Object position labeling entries
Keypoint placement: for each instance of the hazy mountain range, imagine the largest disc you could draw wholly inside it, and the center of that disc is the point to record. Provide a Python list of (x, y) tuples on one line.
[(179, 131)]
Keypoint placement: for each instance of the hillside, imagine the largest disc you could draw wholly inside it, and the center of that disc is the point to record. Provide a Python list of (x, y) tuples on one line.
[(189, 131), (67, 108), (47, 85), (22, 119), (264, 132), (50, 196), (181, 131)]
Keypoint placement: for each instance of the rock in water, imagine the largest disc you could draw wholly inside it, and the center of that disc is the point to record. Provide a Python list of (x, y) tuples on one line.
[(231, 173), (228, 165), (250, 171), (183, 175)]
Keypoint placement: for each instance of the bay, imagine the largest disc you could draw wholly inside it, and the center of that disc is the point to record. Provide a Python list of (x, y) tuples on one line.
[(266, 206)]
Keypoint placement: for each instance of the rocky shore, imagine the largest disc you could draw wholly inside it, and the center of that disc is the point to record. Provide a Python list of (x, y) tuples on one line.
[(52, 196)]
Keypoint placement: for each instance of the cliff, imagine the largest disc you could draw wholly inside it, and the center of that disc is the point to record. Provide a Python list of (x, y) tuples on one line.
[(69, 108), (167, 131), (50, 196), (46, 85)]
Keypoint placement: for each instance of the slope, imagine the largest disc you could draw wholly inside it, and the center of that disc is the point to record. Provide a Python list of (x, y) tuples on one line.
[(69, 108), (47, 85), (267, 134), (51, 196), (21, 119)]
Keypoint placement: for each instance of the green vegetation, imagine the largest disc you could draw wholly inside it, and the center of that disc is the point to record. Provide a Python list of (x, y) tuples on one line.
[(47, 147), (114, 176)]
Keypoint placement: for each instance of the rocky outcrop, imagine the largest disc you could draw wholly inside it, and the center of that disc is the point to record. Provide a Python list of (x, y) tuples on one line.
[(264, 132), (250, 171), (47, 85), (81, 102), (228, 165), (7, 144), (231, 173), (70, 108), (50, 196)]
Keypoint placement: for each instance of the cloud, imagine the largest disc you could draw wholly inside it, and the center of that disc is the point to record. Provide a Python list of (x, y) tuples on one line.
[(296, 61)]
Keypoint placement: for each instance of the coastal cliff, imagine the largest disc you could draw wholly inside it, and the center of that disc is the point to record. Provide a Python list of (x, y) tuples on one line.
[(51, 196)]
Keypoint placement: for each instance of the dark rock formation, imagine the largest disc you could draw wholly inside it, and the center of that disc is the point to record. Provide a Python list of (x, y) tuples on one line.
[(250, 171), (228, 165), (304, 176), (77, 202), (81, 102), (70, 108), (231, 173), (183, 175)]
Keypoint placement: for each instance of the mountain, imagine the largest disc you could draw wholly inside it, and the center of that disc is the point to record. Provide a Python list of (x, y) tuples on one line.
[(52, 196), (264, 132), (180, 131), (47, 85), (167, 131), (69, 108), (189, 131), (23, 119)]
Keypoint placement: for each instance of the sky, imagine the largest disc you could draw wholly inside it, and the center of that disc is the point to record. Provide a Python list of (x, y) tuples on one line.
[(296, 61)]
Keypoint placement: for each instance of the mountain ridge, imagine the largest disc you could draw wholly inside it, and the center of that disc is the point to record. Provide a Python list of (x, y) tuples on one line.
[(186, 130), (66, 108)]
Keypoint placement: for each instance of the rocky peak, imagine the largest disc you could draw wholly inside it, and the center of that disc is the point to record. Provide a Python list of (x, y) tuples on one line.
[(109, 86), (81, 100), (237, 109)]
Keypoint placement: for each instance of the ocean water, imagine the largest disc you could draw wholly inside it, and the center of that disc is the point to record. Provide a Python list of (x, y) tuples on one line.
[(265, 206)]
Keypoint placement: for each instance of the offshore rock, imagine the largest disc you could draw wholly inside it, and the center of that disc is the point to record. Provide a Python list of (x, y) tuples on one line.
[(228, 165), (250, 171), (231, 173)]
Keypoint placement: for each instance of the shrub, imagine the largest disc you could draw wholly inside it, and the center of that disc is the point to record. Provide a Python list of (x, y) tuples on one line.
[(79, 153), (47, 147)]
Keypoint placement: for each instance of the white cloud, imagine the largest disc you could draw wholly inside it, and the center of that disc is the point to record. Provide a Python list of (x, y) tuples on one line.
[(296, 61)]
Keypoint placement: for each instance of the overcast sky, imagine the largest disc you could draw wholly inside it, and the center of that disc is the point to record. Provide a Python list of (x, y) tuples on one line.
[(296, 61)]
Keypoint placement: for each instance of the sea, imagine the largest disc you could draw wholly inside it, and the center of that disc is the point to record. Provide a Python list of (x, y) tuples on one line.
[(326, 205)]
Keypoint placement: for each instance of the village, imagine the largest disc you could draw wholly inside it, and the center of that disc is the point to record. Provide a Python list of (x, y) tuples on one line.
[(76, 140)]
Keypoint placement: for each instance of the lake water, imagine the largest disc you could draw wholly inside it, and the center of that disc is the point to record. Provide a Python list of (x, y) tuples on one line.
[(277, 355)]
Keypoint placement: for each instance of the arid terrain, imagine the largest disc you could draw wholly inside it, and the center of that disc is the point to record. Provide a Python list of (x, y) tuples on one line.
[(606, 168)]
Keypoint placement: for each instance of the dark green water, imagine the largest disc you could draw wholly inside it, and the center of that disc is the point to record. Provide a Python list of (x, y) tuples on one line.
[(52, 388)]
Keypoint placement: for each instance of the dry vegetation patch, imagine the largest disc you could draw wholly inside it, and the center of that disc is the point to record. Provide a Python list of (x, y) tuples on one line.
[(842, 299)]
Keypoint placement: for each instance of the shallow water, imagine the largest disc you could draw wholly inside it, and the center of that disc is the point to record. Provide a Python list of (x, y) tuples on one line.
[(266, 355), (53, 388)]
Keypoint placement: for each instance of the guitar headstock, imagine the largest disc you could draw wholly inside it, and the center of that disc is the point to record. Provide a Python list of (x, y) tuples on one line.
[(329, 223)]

• Given task
Above are some records. Print them all exactly.

• Task answer
Keypoint placement: for each instance of the hazy mountain range, imagine the largest disc you could draw wholly inside it, and the center of that disc is the point to record. Provide a Python list of (x, y) tuples on one line.
[(179, 131)]
Keypoint placement: for each instance of the hillside, imagine the largest disc you could draw wholly inside it, and the center of that disc is the point to record. Provide a Python list of (x, y) tuples on one line.
[(189, 131), (67, 108), (47, 85), (22, 119), (264, 132), (50, 196), (181, 131)]
Keypoint placement: for each instance of the rock in water, imagine the largest disc you could draw wholly inside it, and the center of that disc is the point to record. Provide a Python list of (x, y) tuples on one line.
[(231, 173), (228, 165), (250, 171), (183, 175)]
Keypoint placement: for each instance of the bay, imagine the largest disc you could draw wholly inside it, and the center of that disc is the point to record. Provide a Python list of (x, y) tuples on one line.
[(266, 206)]
Keypoint placement: for each instance of the rocky shore, imagine the largest disc you could draw wholly inside it, and the center of that disc is the point to record. Provide a Python list of (x, y) tuples on one line.
[(52, 196)]
Keypoint placement: for each instance of the cliff, imagine the largest disc you could draw wholly inside it, and the center of that disc is the point to record. Provide a Python list of (x, y) tuples on one line.
[(69, 108), (167, 131), (50, 196), (46, 85)]
Keypoint placement: for each instance of the slope, imagine the largest disc you could draw wholly inside it, and the center of that disc is the point to record. Provide a Python list of (x, y) tuples on one line.
[(69, 108), (47, 85), (267, 134), (51, 196), (21, 119)]
Keypoint placement: for each instance of the green vegetation, imagine the largest disc you could draw wholly inside it, and the center of that disc is the point to record. Provide a Python list of (x, y) tuples on one line.
[(47, 147), (114, 176)]
Keypoint placement: for each instance of the rocky outcrop, imagine the largest disc you could draw wholly inside it, and the center of that disc is the point to record. Provide a Python list of (x, y) tuples on one line.
[(264, 132), (250, 171), (47, 85), (81, 102), (228, 165), (7, 144), (231, 173), (70, 108), (50, 196)]
Keypoint placement: for each instance of the cloud, imagine the largest disc you could draw wholly inside it, and the center of that disc is the point to record. Provide a Python list of (x, y) tuples on one line.
[(296, 61)]
Keypoint placement: for each instance of the coastal cliff, imagine the largest disc you could draw wholly inside it, and the center of that disc is the point to record. Provide a Python list of (x, y) tuples on one line.
[(51, 196)]
Keypoint placement: for each instance of the dark rock formation, imagine the largest disc you could draw wholly inside it, and the center of that disc is the point to record. Provide a Python list of (x, y) tuples on one line.
[(250, 171), (228, 165), (304, 176), (77, 202), (81, 102), (70, 108), (231, 173), (183, 175)]
Keypoint placement: for each instance of the mountain, imagine the largest disc you could draw wholly inside it, and the center of that disc is the point to record. Provide a Python list of (x, y) tuples on one line.
[(52, 196), (264, 132), (180, 131), (47, 85), (167, 131), (69, 108), (189, 131), (23, 119)]
Keypoint placement: for each instance of the sky, imagine the largest disc you could draw wholly inside it, and the center of that disc is the point to record. Provide a Python list of (x, y) tuples on one line.
[(296, 61)]
Keypoint placement: for each instance of the mountain ridge, imagine the largest disc you could draw wholly inside it, and the center of that disc is the point to record. Provide a Python list of (x, y) tuples on one line.
[(186, 130), (66, 108)]
Keypoint placement: for each instance of the rocky peak, imagine the largest disc you could draw wholly inside it, and the center of that disc is the point to record. Provide a Python list of (x, y) tuples on one line.
[(109, 86), (81, 100), (237, 109)]
Keypoint placement: for each instance of the ocean water, imagine the largest disc you could draw wholly inside it, and the center of that disc is the point to record. Provide a Python list of (x, y) tuples on one line.
[(265, 206)]
Keypoint placement: for each instance of the offshore rock, imagine the largest disc you could draw wholly inside it, and the center of that disc is the point to record. Provide a Python list of (x, y) tuples on one line.
[(228, 165), (250, 171), (231, 173)]
Keypoint placement: for each instance of the shrub, imagine the largest disc you could draw wholly inside it, and the center of that disc is the point to record. Provide a Python list of (x, y) tuples on one line.
[(79, 153), (47, 147)]
Keypoint placement: for each instance of the white cloud, imagine the largest disc you could draw wholly inside it, and the center of that disc is the point to record. Provide a Python list of (x, y) tuples on one line.
[(296, 61)]
Keypoint placement: for each instance of the overcast sky, imagine the largest disc you could draw wholly inside it, and the center of that disc is the point to record. Provide a Python list of (x, y) tuples on one line.
[(296, 61)]
Keypoint placement: for each instance of the sea, imagine the largest disc you could draw wholly inside it, and the center of that disc is the point to record. Provide a Python list of (x, y) tuples on one line.
[(326, 205)]
Keypoint placement: for each instance of the village, imagine the largest disc you could draw wholly inside it, and the center of that disc is the point to record. Provide a Python list of (x, y) tuples on one line.
[(76, 140)]
Keypoint placement: for each instance of the lake water, imagine the largest disc you could draw wholly inside it, and the center of that disc is the point to record. Provide a Python list of (x, y) tuples on one line.
[(277, 355)]
Keypoint placement: for each instance of the arid terrain, imagine the largest disc you could draw wholly inside it, and the center of that disc is the point to record. Provide a Python list of (x, y) tuples on one line.
[(606, 168)]
Keypoint placement: for each instance of the dark green water, imagine the largest disc you could draw wholly inside it, and the center of that disc is the point to record. Provide a Python list of (x, y) tuples on one line.
[(52, 388)]
Keypoint placement: for each instance of the dry vegetation patch, imagine the largest disc you could draw wholly inside it, and the center of that disc is the point to record. Provide a Python list of (x, y) tuples on one line.
[(842, 299)]
Keypoint placement: for each instance of the shallow water, imagine the largest disc you could draw wholly inside it, and the center of that disc is the point to record. Provide a Python list of (x, y) tuples on one line.
[(266, 355), (53, 388)]
Keypoint placement: for each instance of the guitar headstock, imagine the largest disc you could draw wholly inside it, and the center of that disc is the point to record. Provide a Python list of (x, y) tuples on one line.
[(329, 223)]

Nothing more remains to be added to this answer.